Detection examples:
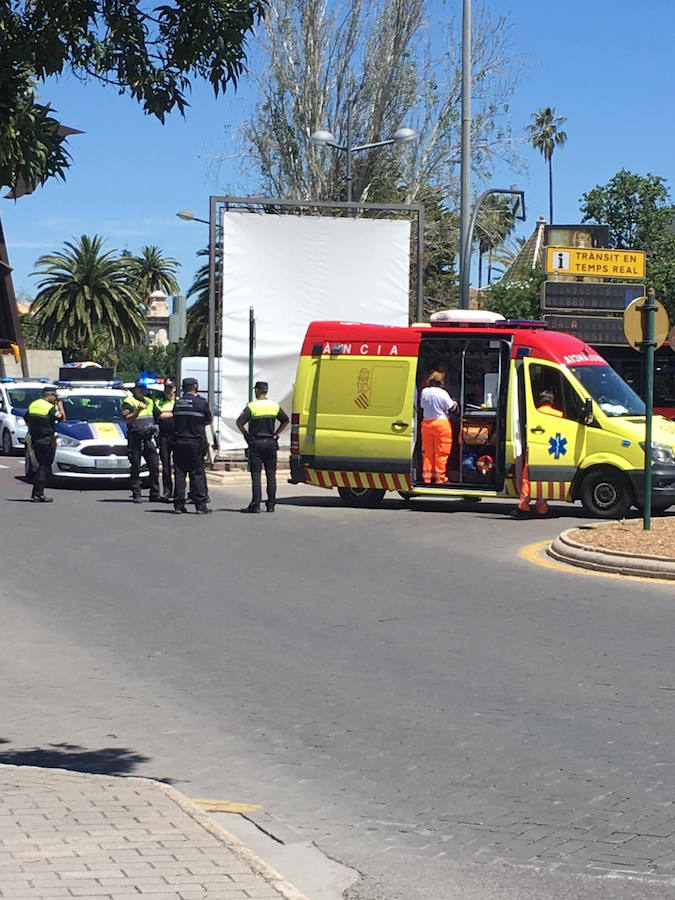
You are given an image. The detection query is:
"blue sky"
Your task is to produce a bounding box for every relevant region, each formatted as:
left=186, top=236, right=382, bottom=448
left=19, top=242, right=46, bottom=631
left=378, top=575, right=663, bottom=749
left=0, top=0, right=675, bottom=295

Objective → Tally the lines of the items above that contain the string "bottom", treating uppercase and lowercase as distinct. Give only the number.

Response below → 4